• [EXCERPTED TEXT]:
__________
Here is my HTML:
<div id="one"><div id="element1"></div></div>
<div id="two">some stuff</div>
div one and two are rectangles of same width and height
This is the CSS:
#one { position: relative; width: 390px; height: 482px; }
#two { position: relative; z-index: 100; top: -482px; width: 390px; height: 482px; }
As you can see div two is positioned just over div one used as a mask
I need to do something like that:
$('#element1').mouseover(function(e){ alert('Hello') });
I did that using mousemove on div two and checking if mouse position was between x and x + width of element1 (relative to the parent div one) and same thing for y.
That solution works but has a problem when I apply -webkit-transform:rotate(45deg); to element1
I'm new and can't post an image but it's easy to understand that the area handled by the mousemove on div two doesn't correspond with the element1 div when it is rotated.
How can I know when the mouse moves above element1?
__________
• [DATA LISTING]:
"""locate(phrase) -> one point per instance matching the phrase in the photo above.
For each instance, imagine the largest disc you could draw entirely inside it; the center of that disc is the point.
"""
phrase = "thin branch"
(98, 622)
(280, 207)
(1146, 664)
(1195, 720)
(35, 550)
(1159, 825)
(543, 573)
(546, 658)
__________
• [DIRECTIONS]:
1. Do these statements agree with the forum post? Answer yes or no for each, quoting the deciding words from the post.
(a) Div one and div two have the same width and height.
(b) The mousemove approach does not work at all.
(c) The poster included an image of the problem.
2. Please write out every line of the rows again, renaming "instance" to "occurrence" and leaving everything else unchanged.
The text and the rows have nothing to do with each other.

• [FINAL ANSWERS]:
1.
(a) Yes: "div one and two are rectangles of same width and height"
(b) No: "That solution works but has a problem when I apply -webkit-transform:rotate(45deg); to element1"
(c) No: "I'm new and can't post an image"

2.
"""locate(phrase) -> one point per occurrence matching the phrase in the photo above.
For each occurrence, imagine the largest disc you could draw entirely inside it; the center of that disc is the point.
"""
phrase = "thin branch"
(98, 622)
(280, 207)
(1146, 664)
(1195, 720)
(35, 550)
(1159, 825)
(543, 573)
(546, 658)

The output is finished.